Items from a dataset
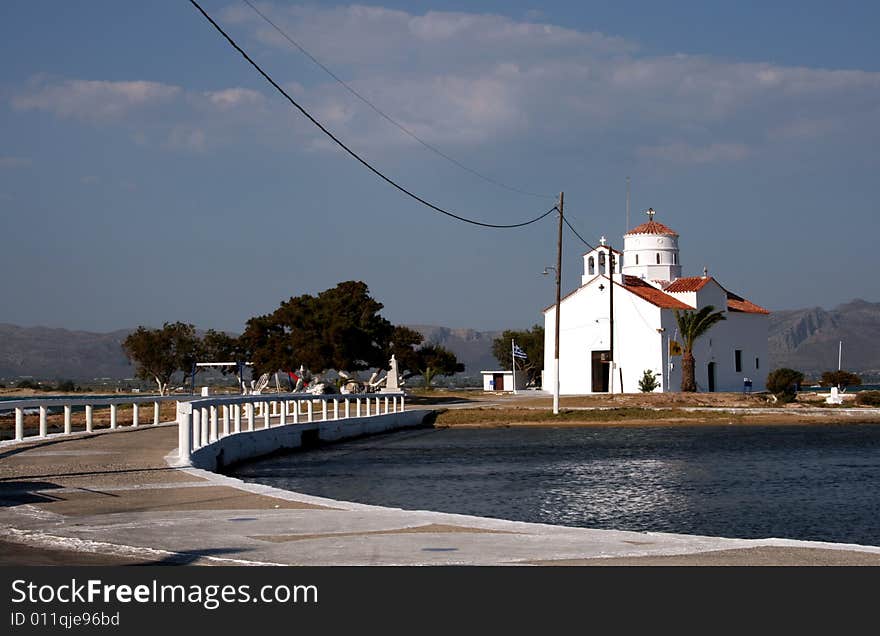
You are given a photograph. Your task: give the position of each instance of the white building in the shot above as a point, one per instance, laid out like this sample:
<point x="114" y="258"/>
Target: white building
<point x="647" y="287"/>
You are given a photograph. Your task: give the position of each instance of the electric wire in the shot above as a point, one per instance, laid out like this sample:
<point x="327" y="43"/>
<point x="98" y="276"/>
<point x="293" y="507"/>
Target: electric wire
<point x="387" y="117"/>
<point x="351" y="152"/>
<point x="577" y="234"/>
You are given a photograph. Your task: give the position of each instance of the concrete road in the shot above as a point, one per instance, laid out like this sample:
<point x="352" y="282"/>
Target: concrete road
<point x="113" y="499"/>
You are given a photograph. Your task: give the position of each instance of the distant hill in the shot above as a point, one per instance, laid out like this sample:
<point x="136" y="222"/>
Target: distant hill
<point x="62" y="354"/>
<point x="807" y="339"/>
<point x="472" y="348"/>
<point x="804" y="339"/>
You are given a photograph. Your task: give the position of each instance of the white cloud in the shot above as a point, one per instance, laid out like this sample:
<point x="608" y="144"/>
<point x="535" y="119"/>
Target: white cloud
<point x="186" y="138"/>
<point x="233" y="97"/>
<point x="683" y="153"/>
<point x="92" y="100"/>
<point x="14" y="162"/>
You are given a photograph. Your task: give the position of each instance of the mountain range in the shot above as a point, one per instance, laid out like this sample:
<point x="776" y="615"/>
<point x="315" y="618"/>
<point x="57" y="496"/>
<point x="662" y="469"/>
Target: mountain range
<point x="803" y="339"/>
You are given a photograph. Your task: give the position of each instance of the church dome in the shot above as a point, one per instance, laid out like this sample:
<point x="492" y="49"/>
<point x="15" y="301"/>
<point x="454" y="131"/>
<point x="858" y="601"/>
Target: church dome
<point x="652" y="227"/>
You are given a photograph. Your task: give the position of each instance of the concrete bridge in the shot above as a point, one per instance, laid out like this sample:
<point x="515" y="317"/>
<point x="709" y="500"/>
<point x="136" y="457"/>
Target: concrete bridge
<point x="143" y="493"/>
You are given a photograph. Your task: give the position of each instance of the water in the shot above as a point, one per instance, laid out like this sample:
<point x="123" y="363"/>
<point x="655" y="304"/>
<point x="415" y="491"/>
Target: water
<point x="799" y="482"/>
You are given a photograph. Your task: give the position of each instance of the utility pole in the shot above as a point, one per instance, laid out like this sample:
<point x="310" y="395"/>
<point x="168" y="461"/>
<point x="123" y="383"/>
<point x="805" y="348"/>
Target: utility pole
<point x="559" y="207"/>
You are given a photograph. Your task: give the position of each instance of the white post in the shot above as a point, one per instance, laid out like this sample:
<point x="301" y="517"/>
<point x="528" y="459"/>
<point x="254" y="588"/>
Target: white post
<point x="556" y="383"/>
<point x="513" y="364"/>
<point x="204" y="419"/>
<point x="184" y="429"/>
<point x="19" y="424"/>
<point x="196" y="428"/>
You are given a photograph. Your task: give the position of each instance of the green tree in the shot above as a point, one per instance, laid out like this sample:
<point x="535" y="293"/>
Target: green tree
<point x="692" y="325"/>
<point x="432" y="360"/>
<point x="340" y="329"/>
<point x="532" y="342"/>
<point x="158" y="353"/>
<point x="783" y="383"/>
<point x="840" y="379"/>
<point x="648" y="382"/>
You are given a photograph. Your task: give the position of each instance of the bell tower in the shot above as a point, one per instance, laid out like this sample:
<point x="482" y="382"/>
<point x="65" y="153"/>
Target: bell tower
<point x="651" y="251"/>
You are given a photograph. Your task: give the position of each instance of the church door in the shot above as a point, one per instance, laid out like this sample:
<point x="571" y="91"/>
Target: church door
<point x="600" y="371"/>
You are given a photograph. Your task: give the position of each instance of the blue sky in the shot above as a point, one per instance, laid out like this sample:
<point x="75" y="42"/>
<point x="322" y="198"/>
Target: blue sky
<point x="148" y="174"/>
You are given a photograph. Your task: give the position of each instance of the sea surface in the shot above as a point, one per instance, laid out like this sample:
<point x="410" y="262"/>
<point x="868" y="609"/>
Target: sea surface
<point x="801" y="482"/>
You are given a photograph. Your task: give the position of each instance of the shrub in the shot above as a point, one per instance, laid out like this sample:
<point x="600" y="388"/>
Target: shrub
<point x="783" y="383"/>
<point x="840" y="378"/>
<point x="648" y="382"/>
<point x="868" y="398"/>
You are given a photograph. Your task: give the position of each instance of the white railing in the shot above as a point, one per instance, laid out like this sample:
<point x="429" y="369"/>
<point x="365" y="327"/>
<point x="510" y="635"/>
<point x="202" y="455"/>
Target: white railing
<point x="43" y="406"/>
<point x="204" y="421"/>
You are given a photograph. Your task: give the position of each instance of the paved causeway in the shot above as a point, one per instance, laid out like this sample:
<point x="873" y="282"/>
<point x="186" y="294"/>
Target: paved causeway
<point x="112" y="498"/>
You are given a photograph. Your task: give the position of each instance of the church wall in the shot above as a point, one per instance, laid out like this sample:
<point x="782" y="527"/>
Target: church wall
<point x="746" y="332"/>
<point x="584" y="329"/>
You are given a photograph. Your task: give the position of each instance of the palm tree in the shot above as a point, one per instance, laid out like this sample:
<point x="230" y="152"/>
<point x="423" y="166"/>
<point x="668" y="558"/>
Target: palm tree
<point x="692" y="325"/>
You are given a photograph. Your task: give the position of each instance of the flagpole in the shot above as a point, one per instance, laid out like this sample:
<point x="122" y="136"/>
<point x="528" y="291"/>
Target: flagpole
<point x="513" y="363"/>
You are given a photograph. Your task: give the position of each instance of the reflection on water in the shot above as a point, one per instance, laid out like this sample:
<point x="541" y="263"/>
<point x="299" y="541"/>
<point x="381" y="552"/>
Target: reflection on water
<point x="816" y="482"/>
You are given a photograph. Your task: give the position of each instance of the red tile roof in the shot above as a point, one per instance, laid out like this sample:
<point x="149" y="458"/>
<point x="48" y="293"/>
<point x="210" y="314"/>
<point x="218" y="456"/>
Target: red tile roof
<point x="738" y="303"/>
<point x="652" y="227"/>
<point x="690" y="283"/>
<point x="648" y="292"/>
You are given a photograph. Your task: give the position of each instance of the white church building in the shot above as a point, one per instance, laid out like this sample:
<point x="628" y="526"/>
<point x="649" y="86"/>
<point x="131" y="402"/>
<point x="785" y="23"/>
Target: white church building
<point x="645" y="288"/>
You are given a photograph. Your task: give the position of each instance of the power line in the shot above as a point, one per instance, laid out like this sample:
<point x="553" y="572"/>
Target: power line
<point x="349" y="150"/>
<point x="577" y="234"/>
<point x="387" y="117"/>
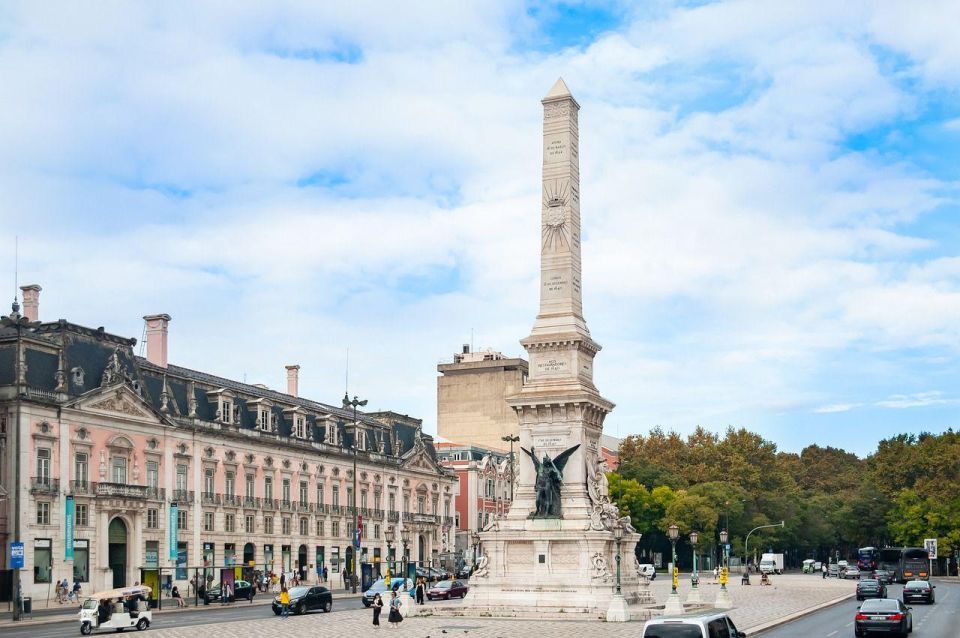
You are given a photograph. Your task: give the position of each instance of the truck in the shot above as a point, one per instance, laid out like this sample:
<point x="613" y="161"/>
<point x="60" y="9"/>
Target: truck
<point x="771" y="564"/>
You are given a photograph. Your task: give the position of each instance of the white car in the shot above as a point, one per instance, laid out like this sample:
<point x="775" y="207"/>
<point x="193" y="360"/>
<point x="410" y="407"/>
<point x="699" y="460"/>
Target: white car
<point x="647" y="571"/>
<point x="709" y="625"/>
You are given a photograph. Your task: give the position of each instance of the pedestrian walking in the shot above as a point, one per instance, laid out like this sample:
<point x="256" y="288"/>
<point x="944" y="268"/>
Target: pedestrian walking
<point x="175" y="594"/>
<point x="395" y="617"/>
<point x="421" y="590"/>
<point x="377" y="607"/>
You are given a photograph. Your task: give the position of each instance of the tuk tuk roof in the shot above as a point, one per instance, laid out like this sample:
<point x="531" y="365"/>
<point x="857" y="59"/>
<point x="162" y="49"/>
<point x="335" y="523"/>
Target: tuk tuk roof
<point x="122" y="592"/>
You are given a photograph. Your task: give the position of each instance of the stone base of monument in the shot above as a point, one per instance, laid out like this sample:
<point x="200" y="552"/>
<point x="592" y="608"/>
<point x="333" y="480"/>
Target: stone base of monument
<point x="673" y="606"/>
<point x="618" y="611"/>
<point x="723" y="600"/>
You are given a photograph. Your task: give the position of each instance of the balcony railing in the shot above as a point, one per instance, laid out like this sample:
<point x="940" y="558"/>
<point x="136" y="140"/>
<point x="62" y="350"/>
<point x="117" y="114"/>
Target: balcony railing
<point x="44" y="485"/>
<point x="81" y="487"/>
<point x="181" y="496"/>
<point x="122" y="490"/>
<point x="209" y="498"/>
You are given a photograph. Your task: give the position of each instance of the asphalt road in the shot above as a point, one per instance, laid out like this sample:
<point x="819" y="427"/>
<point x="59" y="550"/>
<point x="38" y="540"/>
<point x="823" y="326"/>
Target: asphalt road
<point x="195" y="616"/>
<point x="940" y="620"/>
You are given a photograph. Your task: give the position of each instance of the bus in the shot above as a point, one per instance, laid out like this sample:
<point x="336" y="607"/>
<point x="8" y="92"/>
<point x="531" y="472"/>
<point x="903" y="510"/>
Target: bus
<point x="867" y="558"/>
<point x="915" y="564"/>
<point x="889" y="558"/>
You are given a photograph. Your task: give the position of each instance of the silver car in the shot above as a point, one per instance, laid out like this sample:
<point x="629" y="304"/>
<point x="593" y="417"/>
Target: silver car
<point x="701" y="626"/>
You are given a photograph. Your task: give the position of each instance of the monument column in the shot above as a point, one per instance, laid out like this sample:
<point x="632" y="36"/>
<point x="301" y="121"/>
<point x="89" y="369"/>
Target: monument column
<point x="560" y="527"/>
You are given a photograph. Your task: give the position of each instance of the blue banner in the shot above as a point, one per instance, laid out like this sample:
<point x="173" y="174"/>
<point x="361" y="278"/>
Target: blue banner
<point x="172" y="532"/>
<point x="68" y="529"/>
<point x="16" y="555"/>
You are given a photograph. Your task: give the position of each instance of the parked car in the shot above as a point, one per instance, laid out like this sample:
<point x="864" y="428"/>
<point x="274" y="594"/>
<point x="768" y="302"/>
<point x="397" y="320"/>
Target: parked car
<point x="447" y="589"/>
<point x="242" y="590"/>
<point x="380" y="587"/>
<point x="883" y="615"/>
<point x="884" y="576"/>
<point x="702" y="626"/>
<point x="919" y="590"/>
<point x="304" y="599"/>
<point x="870" y="588"/>
<point x="850" y="572"/>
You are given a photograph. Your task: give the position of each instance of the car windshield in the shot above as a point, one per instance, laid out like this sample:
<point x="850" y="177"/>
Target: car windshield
<point x="673" y="631"/>
<point x="881" y="604"/>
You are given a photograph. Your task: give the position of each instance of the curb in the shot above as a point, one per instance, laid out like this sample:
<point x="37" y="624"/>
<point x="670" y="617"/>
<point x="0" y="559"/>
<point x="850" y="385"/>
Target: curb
<point x="758" y="629"/>
<point x="51" y="619"/>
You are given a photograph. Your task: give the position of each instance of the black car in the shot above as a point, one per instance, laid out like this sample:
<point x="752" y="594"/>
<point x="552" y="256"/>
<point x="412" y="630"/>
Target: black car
<point x="883" y="615"/>
<point x="242" y="590"/>
<point x="919" y="590"/>
<point x="304" y="599"/>
<point x="884" y="576"/>
<point x="871" y="588"/>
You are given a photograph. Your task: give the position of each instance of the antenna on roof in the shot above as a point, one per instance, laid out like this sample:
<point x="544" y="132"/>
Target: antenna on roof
<point x="16" y="271"/>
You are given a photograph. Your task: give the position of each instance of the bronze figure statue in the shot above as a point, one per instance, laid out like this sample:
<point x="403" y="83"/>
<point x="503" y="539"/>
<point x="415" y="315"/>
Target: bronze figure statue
<point x="549" y="481"/>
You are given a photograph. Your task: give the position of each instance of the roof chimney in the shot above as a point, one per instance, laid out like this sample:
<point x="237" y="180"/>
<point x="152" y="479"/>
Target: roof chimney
<point x="31" y="301"/>
<point x="293" y="380"/>
<point x="157" y="339"/>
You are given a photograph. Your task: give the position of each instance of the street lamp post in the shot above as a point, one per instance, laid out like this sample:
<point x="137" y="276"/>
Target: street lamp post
<point x="694" y="596"/>
<point x="618" y="610"/>
<point x="673" y="604"/>
<point x="388" y="536"/>
<point x="511" y="440"/>
<point x="405" y="539"/>
<point x="347" y="403"/>
<point x="723" y="596"/>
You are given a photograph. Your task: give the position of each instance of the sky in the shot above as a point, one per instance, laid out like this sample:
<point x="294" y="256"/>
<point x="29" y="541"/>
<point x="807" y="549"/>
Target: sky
<point x="770" y="196"/>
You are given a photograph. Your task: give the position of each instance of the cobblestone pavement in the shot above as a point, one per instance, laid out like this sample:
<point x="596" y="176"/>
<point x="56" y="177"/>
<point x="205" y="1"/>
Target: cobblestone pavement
<point x="754" y="606"/>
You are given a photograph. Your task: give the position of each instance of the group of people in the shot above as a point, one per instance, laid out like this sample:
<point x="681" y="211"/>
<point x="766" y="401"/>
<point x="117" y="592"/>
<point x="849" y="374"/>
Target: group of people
<point x="66" y="593"/>
<point x="394" y="617"/>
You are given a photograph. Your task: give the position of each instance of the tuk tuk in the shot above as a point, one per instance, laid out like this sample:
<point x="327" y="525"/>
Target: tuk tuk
<point x="116" y="609"/>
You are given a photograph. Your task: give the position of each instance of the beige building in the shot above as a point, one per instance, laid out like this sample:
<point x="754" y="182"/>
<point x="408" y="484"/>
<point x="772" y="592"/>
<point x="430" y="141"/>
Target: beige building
<point x="471" y="398"/>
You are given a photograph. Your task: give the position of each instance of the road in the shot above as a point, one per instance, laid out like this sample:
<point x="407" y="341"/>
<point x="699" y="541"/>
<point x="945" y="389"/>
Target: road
<point x="195" y="616"/>
<point x="939" y="620"/>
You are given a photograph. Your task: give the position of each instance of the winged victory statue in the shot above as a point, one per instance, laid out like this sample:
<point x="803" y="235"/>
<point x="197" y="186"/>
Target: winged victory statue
<point x="549" y="481"/>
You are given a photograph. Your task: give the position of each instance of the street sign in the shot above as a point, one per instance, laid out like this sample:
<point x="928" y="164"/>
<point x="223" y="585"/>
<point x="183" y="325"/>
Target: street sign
<point x="16" y="555"/>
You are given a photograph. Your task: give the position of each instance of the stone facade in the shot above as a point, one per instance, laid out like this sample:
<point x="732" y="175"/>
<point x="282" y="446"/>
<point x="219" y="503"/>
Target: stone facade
<point x="250" y="476"/>
<point x="471" y="398"/>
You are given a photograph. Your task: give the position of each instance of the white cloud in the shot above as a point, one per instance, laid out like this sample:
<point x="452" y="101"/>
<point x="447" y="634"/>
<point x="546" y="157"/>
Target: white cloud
<point x="738" y="255"/>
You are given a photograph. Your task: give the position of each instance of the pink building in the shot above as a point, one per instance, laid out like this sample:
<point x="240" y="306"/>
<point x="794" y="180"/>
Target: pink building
<point x="116" y="468"/>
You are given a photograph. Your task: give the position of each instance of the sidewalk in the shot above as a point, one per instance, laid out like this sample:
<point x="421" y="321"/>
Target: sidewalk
<point x="67" y="611"/>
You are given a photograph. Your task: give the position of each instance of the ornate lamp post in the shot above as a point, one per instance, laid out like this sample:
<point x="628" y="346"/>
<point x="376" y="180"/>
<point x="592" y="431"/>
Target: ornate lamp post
<point x="347" y="403"/>
<point x="511" y="440"/>
<point x="694" y="596"/>
<point x="618" y="610"/>
<point x="723" y="596"/>
<point x="405" y="539"/>
<point x="389" y="536"/>
<point x="673" y="605"/>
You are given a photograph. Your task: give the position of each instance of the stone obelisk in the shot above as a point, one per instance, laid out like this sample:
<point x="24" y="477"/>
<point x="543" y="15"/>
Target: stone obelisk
<point x="531" y="563"/>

> [WHAT IS REQUIRED]: Return, exactly as they appear in the material, the lines starting with the one containing "of the utility" and going on through the one containing "Target: utility pole", with both of those lines included.

> [FINISHED EXERCISE]:
You are given a photograph. Your task: give the position of each instance of the utility pole in the shot above as a point, one per instance, laid out like this sample:
<point x="310" y="395"/>
<point x="168" y="461"/>
<point x="123" y="383"/>
<point x="805" y="348"/>
Target: utility pole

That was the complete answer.